WHAT NEEDS TO BE DONE:
Reproduce, character for character, every line below from the one containing "Each response SHOULD" through the final line of the items, both included.

DATA FOR THIS EXERCISE:
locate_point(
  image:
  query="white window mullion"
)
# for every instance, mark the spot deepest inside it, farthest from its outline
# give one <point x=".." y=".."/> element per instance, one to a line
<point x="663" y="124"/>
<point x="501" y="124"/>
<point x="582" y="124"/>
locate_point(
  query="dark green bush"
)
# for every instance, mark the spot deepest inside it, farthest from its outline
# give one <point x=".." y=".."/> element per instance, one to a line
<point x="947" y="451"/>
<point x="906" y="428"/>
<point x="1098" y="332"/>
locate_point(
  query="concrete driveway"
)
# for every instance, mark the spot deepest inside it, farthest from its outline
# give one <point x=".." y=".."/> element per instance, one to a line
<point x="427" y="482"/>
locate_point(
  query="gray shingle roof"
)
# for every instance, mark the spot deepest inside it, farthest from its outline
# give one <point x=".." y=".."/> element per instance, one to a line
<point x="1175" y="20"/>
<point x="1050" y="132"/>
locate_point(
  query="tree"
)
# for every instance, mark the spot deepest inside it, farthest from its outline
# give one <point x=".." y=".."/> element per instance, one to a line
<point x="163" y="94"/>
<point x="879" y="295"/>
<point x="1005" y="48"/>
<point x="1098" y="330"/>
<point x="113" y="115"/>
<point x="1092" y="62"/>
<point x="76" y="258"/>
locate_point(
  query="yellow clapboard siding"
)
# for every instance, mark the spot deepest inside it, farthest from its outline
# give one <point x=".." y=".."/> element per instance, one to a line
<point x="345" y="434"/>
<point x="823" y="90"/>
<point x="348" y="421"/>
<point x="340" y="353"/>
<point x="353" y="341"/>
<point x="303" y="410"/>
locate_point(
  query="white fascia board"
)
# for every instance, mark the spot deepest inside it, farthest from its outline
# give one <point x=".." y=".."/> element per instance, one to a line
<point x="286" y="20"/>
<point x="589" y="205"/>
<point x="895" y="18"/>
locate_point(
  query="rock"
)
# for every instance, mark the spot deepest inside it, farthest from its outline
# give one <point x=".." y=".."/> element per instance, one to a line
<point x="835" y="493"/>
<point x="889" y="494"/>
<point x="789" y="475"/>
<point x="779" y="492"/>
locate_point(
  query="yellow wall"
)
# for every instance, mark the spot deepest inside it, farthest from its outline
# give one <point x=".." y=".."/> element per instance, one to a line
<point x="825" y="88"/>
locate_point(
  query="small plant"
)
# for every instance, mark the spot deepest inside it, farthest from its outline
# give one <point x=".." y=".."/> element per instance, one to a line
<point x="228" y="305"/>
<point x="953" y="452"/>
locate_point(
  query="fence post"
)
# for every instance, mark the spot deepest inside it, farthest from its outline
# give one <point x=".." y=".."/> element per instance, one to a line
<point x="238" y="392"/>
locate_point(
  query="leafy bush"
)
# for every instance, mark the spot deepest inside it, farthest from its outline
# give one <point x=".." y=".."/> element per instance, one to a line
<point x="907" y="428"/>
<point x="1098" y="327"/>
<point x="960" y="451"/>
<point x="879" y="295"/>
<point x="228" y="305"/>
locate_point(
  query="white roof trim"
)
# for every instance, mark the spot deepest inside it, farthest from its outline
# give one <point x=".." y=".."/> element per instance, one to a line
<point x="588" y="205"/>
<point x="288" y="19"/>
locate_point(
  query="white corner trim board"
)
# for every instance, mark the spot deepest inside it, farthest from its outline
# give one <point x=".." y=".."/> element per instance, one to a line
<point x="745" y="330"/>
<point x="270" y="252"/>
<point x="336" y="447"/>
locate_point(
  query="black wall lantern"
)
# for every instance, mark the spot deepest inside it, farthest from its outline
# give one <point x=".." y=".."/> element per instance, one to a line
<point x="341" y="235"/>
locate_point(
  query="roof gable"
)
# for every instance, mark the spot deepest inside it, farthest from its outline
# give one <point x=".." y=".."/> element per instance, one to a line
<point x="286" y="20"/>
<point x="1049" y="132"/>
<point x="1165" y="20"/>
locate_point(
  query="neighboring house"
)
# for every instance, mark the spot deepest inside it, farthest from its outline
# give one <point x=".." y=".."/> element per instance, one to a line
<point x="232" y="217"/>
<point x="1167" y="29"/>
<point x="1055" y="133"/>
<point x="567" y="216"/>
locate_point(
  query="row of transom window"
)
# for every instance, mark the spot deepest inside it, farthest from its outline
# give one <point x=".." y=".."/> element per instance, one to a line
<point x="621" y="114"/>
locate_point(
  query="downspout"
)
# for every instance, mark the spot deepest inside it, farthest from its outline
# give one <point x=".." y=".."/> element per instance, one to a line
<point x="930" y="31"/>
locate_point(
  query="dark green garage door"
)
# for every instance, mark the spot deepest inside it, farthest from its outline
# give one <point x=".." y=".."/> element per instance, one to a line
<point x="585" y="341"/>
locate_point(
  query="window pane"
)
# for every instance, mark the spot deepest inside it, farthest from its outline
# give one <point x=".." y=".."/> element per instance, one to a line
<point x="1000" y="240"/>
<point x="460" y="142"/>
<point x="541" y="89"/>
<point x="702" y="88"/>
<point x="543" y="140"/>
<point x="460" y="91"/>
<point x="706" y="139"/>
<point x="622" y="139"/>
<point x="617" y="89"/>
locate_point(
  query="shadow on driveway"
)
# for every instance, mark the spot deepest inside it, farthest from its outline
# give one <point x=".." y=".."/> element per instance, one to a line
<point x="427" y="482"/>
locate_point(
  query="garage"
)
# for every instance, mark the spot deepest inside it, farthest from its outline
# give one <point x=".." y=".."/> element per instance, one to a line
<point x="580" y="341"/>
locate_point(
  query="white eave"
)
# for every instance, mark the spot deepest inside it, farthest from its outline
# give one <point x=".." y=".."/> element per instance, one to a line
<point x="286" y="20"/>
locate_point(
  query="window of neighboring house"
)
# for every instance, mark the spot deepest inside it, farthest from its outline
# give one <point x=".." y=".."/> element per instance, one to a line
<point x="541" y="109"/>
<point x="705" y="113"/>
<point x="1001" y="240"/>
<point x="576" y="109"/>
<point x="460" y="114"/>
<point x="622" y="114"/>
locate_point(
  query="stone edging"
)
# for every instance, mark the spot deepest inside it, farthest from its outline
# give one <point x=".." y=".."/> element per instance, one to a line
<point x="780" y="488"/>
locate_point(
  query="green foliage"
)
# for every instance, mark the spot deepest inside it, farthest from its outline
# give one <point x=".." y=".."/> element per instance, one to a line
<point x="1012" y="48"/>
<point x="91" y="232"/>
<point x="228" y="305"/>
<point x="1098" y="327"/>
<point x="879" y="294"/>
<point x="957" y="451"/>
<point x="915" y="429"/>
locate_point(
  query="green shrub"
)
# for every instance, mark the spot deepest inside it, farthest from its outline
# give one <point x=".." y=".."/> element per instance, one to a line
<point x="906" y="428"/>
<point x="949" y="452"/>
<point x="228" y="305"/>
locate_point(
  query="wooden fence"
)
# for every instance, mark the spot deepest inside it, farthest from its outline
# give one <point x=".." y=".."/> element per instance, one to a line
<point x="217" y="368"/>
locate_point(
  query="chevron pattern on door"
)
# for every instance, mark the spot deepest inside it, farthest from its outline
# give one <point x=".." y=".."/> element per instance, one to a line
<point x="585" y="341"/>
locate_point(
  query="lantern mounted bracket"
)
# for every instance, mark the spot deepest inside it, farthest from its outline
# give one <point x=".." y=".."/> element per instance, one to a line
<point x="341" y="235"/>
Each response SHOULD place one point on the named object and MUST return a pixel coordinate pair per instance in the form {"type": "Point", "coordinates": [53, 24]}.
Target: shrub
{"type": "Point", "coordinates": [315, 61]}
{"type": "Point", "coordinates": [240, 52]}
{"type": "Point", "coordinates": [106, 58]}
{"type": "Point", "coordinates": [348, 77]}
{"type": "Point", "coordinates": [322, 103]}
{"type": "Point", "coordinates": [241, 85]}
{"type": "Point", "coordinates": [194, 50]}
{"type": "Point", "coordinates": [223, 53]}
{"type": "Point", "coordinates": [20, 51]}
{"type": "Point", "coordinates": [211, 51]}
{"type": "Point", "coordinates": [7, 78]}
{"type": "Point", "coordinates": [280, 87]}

FINISHED EXERCISE:
Each response SHOULD place one point on the named object and MUST return a pixel coordinate pair per instance in the form {"type": "Point", "coordinates": [53, 24]}.
Target: shrub
{"type": "Point", "coordinates": [315, 61]}
{"type": "Point", "coordinates": [240, 52]}
{"type": "Point", "coordinates": [106, 58]}
{"type": "Point", "coordinates": [348, 77]}
{"type": "Point", "coordinates": [322, 103]}
{"type": "Point", "coordinates": [241, 85]}
{"type": "Point", "coordinates": [194, 50]}
{"type": "Point", "coordinates": [223, 53]}
{"type": "Point", "coordinates": [20, 51]}
{"type": "Point", "coordinates": [211, 51]}
{"type": "Point", "coordinates": [7, 78]}
{"type": "Point", "coordinates": [280, 87]}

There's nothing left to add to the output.